__Problem to work on__.
Count the lines below that contain the string "cloud". Reply with the number alone.

__A portion of a data file__.

::::::::::

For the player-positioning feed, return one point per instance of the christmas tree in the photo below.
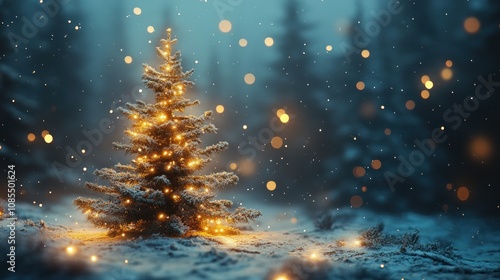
(160, 191)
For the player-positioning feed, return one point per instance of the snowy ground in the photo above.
(275, 248)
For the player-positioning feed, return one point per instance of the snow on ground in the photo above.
(275, 248)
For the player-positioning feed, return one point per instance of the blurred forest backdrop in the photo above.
(355, 103)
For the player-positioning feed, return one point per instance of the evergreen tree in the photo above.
(159, 191)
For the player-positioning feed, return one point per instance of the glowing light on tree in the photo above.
(128, 59)
(161, 190)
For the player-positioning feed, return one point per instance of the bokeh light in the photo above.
(356, 201)
(481, 147)
(425, 79)
(249, 78)
(446, 74)
(31, 137)
(48, 138)
(365, 53)
(360, 85)
(410, 105)
(376, 164)
(463, 193)
(358, 171)
(472, 25)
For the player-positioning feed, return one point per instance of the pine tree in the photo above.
(160, 191)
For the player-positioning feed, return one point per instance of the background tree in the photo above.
(159, 192)
(296, 97)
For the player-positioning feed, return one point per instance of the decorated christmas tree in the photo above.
(160, 190)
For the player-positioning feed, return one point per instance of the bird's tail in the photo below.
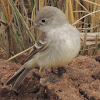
(18, 77)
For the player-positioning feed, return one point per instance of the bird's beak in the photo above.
(35, 25)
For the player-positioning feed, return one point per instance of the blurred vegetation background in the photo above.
(16, 16)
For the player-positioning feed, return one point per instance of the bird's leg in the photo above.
(49, 78)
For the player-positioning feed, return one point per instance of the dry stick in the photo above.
(19, 54)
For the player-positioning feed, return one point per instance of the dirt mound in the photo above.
(80, 80)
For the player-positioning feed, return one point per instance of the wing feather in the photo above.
(41, 44)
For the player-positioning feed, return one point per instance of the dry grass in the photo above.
(17, 16)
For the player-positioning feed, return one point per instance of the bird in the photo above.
(58, 44)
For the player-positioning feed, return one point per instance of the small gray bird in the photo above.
(57, 46)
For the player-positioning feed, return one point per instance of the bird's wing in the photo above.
(41, 44)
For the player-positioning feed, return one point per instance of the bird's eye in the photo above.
(43, 20)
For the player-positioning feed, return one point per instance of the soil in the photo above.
(80, 80)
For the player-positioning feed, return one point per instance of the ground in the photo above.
(80, 80)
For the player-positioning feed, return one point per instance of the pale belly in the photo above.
(60, 55)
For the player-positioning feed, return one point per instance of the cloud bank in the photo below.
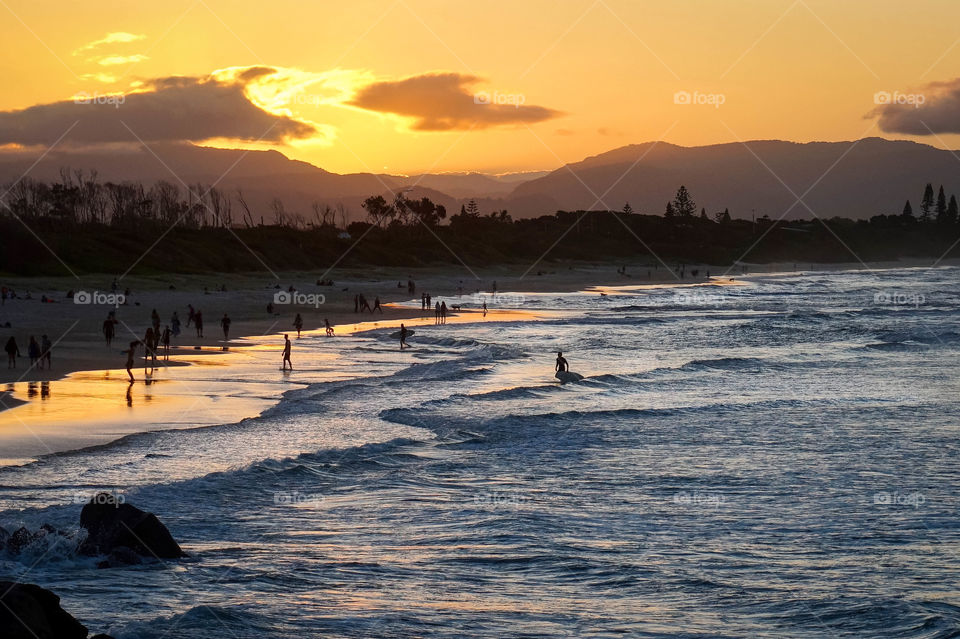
(166, 109)
(443, 102)
(933, 110)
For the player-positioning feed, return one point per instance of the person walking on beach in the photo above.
(45, 346)
(225, 324)
(109, 328)
(149, 349)
(165, 342)
(131, 353)
(33, 351)
(298, 324)
(286, 353)
(12, 352)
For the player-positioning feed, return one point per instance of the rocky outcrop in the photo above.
(116, 528)
(31, 612)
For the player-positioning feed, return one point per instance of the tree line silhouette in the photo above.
(104, 227)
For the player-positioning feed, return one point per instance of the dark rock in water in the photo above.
(111, 524)
(121, 556)
(28, 611)
(19, 540)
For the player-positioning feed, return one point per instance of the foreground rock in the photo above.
(123, 531)
(31, 612)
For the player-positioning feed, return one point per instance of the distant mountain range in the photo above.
(851, 179)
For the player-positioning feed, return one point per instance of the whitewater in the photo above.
(773, 456)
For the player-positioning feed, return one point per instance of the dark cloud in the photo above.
(171, 109)
(932, 110)
(443, 102)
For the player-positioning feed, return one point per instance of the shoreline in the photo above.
(63, 406)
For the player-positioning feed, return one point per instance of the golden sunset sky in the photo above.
(388, 85)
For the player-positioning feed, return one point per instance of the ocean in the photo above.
(771, 457)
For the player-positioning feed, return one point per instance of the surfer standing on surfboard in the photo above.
(562, 364)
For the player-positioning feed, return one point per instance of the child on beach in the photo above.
(33, 351)
(12, 352)
(286, 353)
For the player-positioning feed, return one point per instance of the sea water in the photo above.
(769, 457)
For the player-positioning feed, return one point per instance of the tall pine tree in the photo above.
(683, 204)
(941, 206)
(926, 203)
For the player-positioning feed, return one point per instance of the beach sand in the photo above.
(85, 398)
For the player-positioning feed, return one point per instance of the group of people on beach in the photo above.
(39, 352)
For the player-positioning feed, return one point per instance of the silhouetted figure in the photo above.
(12, 352)
(33, 351)
(286, 352)
(562, 364)
(225, 325)
(45, 355)
(165, 342)
(131, 353)
(109, 329)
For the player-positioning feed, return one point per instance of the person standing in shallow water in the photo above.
(13, 352)
(286, 352)
(225, 324)
(298, 324)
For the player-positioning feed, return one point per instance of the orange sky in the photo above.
(591, 74)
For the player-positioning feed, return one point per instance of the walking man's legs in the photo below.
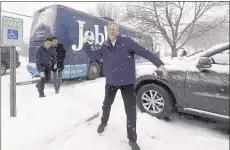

::::::::::

__Solution for this problem__.
2